## WHAT IS EXPECTED
Put each line of the records below into a Markdown table with two columns, Row and Line. Number the rows and leave out any blank lines.

Saved data entries
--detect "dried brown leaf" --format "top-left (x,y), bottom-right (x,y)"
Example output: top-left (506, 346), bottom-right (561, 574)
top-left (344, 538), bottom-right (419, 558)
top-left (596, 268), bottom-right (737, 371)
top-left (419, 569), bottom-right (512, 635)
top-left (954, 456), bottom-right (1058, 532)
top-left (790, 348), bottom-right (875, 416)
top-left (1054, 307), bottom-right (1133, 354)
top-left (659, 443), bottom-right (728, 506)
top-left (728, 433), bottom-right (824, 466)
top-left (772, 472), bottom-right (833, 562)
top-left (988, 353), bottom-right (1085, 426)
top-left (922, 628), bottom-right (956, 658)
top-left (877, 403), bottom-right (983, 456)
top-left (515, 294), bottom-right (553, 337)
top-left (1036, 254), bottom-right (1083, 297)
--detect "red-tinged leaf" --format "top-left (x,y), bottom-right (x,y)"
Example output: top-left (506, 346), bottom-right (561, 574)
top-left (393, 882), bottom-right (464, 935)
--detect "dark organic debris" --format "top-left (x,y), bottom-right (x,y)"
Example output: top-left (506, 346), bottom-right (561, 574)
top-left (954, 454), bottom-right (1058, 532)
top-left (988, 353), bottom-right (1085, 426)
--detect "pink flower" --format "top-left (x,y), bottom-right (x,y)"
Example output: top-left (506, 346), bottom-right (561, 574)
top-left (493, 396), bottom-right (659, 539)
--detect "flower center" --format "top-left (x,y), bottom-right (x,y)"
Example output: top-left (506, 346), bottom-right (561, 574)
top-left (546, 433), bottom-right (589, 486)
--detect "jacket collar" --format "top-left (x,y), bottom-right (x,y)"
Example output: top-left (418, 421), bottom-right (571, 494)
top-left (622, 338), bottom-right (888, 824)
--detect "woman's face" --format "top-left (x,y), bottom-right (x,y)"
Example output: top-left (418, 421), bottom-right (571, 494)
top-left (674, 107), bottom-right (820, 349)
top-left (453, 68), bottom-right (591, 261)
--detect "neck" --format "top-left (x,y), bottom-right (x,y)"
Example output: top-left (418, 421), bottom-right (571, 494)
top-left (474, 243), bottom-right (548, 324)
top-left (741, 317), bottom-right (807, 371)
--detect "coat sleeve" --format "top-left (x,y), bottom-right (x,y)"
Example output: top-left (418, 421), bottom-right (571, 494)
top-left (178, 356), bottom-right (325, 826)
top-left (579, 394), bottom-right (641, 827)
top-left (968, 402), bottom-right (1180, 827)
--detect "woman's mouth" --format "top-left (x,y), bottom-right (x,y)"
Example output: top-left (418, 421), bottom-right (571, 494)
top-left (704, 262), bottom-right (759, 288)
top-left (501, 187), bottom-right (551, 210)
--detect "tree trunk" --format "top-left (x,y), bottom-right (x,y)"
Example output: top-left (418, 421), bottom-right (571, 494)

## RESULT OF THE TASK
| Row | Line |
|---|---|
| 1 | --detect "dried brown leaf" --format "top-left (x,y), bottom-right (x,y)" |
| 2 | Example output: top-left (506, 346), bottom-right (561, 574) |
| 3 | top-left (344, 538), bottom-right (419, 558) |
| 4 | top-left (596, 268), bottom-right (737, 371) |
| 5 | top-left (419, 569), bottom-right (512, 635) |
| 6 | top-left (954, 456), bottom-right (1058, 532) |
| 7 | top-left (790, 348), bottom-right (875, 416) |
| 8 | top-left (1054, 307), bottom-right (1133, 354) |
| 9 | top-left (659, 443), bottom-right (728, 506) |
| 10 | top-left (728, 433), bottom-right (824, 466) |
| 11 | top-left (772, 472), bottom-right (833, 562) |
| 12 | top-left (988, 353), bottom-right (1085, 426) |
| 13 | top-left (922, 628), bottom-right (956, 658) |
| 14 | top-left (877, 403), bottom-right (983, 456) |
| 15 | top-left (515, 294), bottom-right (553, 337) |
| 16 | top-left (1036, 254), bottom-right (1083, 297) |
| 17 | --detect "red-tinged leaf" --format "top-left (x,y), bottom-right (x,y)" |
| 18 | Example output: top-left (506, 346), bottom-right (561, 574) |
| 19 | top-left (393, 882), bottom-right (464, 935) |
| 20 | --detect "dark organic debris" --format "top-left (x,y), bottom-right (x,y)" |
| 21 | Example output: top-left (506, 346), bottom-right (561, 574) |
| 22 | top-left (954, 454), bottom-right (1058, 532) |
| 23 | top-left (988, 353), bottom-right (1085, 426) |
| 24 | --detect "pink flower" --format "top-left (x,y), bottom-right (x,y)" |
| 25 | Example output: top-left (506, 346), bottom-right (561, 574) |
| 26 | top-left (493, 396), bottom-right (659, 539) |
| 27 | --detect "flower center" --format "top-left (x,y), bottom-right (x,y)" |
| 28 | Example output: top-left (506, 346), bottom-right (561, 574) |
| 29 | top-left (546, 433), bottom-right (589, 486) |
| 30 | --detect "jacket collar" --format "top-left (x,y), bottom-right (x,y)" |
| 31 | Example output: top-left (418, 421), bottom-right (571, 494) |
| 32 | top-left (622, 338), bottom-right (888, 824) |
| 33 | --detect "woman's face" --format "top-left (x,y), bottom-right (x,y)" |
| 34 | Example output: top-left (418, 421), bottom-right (571, 494) |
| 35 | top-left (674, 107), bottom-right (820, 349) |
| 36 | top-left (453, 68), bottom-right (591, 261) |
| 37 | --detect "neck" --format "top-left (x,y), bottom-right (x,y)" |
| 38 | Example output: top-left (418, 421), bottom-right (571, 494) |
| 39 | top-left (474, 243), bottom-right (548, 324) |
| 40 | top-left (741, 317), bottom-right (807, 371) |
| 41 | --detect "coat sleeve" --format "top-left (x,y), bottom-right (x,y)" |
| 42 | Example output: top-left (418, 421), bottom-right (571, 494) |
| 43 | top-left (178, 356), bottom-right (325, 826) |
| 44 | top-left (579, 394), bottom-right (641, 827) |
| 45 | top-left (968, 402), bottom-right (1180, 827) |
| 46 | --detect "woman's mouth" --format "top-left (x,y), bottom-right (x,y)" |
| 47 | Example output: top-left (418, 421), bottom-right (571, 494) |
| 48 | top-left (704, 262), bottom-right (759, 288) |
| 49 | top-left (501, 187), bottom-right (551, 210) |
| 50 | --detect "tree trunk" --format "top-left (x,y), bottom-right (x,y)" |
| 51 | Example output: top-left (418, 421), bottom-right (571, 494) |